---------- Raw data ----------

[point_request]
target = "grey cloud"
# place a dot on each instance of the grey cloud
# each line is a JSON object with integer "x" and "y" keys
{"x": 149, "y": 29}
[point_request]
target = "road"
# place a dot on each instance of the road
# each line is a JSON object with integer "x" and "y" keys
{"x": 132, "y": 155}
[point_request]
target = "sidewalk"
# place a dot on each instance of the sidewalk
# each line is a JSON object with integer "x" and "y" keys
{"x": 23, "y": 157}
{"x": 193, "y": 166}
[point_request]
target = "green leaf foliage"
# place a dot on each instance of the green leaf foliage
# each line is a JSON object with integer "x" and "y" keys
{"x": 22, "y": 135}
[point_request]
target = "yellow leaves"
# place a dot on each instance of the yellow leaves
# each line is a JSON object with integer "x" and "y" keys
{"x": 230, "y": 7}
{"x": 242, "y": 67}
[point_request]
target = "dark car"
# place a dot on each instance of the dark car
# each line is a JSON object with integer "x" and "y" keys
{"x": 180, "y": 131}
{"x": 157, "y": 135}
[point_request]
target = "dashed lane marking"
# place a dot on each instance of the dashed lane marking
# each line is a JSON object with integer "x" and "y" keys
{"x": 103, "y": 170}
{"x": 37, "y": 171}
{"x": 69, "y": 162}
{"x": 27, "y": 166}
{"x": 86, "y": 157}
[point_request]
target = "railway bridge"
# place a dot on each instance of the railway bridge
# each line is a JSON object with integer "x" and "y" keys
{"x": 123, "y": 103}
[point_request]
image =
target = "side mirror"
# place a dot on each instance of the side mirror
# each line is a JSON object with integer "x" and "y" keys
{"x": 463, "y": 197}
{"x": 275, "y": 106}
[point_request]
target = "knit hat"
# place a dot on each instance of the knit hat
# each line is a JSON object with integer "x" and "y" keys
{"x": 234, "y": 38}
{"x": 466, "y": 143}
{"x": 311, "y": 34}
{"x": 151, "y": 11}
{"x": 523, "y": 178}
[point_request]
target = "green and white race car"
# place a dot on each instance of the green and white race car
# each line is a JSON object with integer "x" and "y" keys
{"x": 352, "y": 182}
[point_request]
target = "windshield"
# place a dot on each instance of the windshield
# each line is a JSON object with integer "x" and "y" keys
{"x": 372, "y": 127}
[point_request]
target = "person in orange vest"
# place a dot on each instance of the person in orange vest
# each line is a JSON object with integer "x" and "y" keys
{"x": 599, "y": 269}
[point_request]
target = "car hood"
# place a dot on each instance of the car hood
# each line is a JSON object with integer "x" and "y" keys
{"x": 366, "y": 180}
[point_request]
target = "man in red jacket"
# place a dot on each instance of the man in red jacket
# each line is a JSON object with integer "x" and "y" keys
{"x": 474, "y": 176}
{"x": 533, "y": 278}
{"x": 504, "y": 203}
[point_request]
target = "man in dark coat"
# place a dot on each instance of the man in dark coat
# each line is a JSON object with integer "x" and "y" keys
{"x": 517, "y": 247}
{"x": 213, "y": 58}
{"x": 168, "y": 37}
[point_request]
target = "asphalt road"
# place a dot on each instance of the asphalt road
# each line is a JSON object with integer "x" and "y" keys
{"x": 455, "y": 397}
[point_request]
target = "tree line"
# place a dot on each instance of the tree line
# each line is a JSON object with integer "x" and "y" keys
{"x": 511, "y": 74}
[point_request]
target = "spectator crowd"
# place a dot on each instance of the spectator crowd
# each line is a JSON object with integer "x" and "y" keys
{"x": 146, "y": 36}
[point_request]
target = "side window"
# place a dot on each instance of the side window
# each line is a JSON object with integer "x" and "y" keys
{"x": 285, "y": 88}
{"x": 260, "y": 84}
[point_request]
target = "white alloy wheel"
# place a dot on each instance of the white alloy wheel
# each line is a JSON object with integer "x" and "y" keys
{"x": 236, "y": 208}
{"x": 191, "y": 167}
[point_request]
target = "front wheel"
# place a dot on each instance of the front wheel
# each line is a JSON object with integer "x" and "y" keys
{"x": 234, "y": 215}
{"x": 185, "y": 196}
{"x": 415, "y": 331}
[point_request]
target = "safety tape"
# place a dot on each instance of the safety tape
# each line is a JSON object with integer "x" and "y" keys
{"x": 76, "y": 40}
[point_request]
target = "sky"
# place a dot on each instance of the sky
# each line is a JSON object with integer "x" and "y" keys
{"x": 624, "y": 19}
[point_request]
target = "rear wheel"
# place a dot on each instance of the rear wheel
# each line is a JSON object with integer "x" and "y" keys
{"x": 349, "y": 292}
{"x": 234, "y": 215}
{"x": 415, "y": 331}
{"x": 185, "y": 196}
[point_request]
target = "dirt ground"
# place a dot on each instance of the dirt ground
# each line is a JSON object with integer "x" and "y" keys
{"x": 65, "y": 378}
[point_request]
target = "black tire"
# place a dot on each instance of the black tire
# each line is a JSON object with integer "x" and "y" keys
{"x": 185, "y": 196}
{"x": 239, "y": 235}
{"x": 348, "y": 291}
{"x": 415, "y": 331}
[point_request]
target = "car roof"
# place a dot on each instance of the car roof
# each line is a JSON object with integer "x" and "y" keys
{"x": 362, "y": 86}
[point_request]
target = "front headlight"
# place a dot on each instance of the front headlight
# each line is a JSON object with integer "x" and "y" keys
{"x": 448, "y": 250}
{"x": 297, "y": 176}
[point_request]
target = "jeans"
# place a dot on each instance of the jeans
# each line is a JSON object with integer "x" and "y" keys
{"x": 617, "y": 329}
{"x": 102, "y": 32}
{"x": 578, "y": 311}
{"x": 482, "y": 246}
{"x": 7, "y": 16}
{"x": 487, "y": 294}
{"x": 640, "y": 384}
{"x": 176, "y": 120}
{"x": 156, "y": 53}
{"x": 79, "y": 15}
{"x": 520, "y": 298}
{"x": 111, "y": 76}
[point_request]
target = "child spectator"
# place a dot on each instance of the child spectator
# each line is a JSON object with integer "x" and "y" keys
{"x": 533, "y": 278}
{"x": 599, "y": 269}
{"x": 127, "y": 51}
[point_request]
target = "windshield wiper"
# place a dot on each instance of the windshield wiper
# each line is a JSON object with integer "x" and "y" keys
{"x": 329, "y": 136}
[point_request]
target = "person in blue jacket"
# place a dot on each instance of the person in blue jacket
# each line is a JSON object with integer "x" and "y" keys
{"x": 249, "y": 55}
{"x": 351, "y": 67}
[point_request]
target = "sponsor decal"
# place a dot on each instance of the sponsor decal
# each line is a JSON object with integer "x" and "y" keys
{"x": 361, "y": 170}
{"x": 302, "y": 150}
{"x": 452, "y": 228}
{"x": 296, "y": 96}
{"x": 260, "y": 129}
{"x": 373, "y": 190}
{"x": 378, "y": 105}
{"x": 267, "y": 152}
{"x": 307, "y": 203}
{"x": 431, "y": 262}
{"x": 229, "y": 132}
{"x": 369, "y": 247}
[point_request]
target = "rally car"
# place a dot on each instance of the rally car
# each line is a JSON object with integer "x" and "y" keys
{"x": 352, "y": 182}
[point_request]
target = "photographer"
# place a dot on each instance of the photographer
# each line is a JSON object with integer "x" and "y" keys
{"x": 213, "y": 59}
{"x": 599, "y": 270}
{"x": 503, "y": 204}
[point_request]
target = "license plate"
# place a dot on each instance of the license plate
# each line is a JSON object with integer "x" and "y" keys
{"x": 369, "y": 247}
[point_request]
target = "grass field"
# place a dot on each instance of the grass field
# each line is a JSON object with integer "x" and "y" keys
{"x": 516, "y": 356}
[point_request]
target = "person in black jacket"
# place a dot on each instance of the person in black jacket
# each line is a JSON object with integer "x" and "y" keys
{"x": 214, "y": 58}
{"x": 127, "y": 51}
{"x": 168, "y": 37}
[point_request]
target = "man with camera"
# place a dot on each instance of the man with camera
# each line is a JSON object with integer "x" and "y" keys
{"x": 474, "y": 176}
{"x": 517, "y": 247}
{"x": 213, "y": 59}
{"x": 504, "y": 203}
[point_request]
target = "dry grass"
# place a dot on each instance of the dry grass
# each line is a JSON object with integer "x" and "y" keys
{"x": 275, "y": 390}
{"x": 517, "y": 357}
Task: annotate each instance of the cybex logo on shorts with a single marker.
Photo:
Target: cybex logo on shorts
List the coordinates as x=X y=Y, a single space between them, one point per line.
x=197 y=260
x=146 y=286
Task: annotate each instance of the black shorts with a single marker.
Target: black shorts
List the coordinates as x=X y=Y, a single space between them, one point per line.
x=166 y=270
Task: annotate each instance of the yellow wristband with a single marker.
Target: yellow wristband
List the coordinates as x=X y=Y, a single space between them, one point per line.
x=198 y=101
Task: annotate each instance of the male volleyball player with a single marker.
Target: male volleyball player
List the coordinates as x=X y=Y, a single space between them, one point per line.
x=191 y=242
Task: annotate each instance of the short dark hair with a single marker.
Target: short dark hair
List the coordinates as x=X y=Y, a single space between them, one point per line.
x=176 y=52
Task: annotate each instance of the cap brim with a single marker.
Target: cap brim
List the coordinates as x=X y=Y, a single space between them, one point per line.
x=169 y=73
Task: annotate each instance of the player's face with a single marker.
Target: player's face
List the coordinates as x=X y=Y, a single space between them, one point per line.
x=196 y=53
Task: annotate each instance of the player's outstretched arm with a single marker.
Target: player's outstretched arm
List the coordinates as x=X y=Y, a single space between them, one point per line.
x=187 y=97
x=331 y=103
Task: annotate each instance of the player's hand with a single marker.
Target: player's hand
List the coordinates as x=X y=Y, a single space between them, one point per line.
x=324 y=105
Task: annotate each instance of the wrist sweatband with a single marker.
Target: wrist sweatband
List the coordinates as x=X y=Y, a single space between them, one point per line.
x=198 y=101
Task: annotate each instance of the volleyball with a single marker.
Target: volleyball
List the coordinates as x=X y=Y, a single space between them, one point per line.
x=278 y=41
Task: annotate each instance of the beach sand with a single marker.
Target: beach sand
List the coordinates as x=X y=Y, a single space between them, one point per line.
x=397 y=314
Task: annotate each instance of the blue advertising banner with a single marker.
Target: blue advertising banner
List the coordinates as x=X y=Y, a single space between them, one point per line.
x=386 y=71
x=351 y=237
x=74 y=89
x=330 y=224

----------

▸ Given instruction
Update the stretch from the line containing "Task: annotate each instance of the wrist" through the end of the rows, replacing "beach sand" with "dry sand" and keeping everything else unchanged.

▸ Answer to this problem
Task: annotate each instance of the wrist sweatband with a single marker.
Target: wrist sweatband
List the coordinates as x=X y=Y, a single space between them, one point per line.
x=198 y=101
Task: annotate each instance of the volleyball with a single marker.
Target: volleyball
List the coordinates as x=X y=Y, a single space between them, one point per line.
x=278 y=41
Task: annotate each instance of the dry sand with a single marker.
Target: dry sand
List the coordinates as x=X y=Y, a single space between them, one point per line.
x=397 y=314
Task: annotate each instance of the blue advertising banner with a single marker.
Target: blue advertising banner
List the coordinates as x=X y=Y, a single space between them, one point per line.
x=386 y=71
x=351 y=237
x=74 y=89
x=330 y=224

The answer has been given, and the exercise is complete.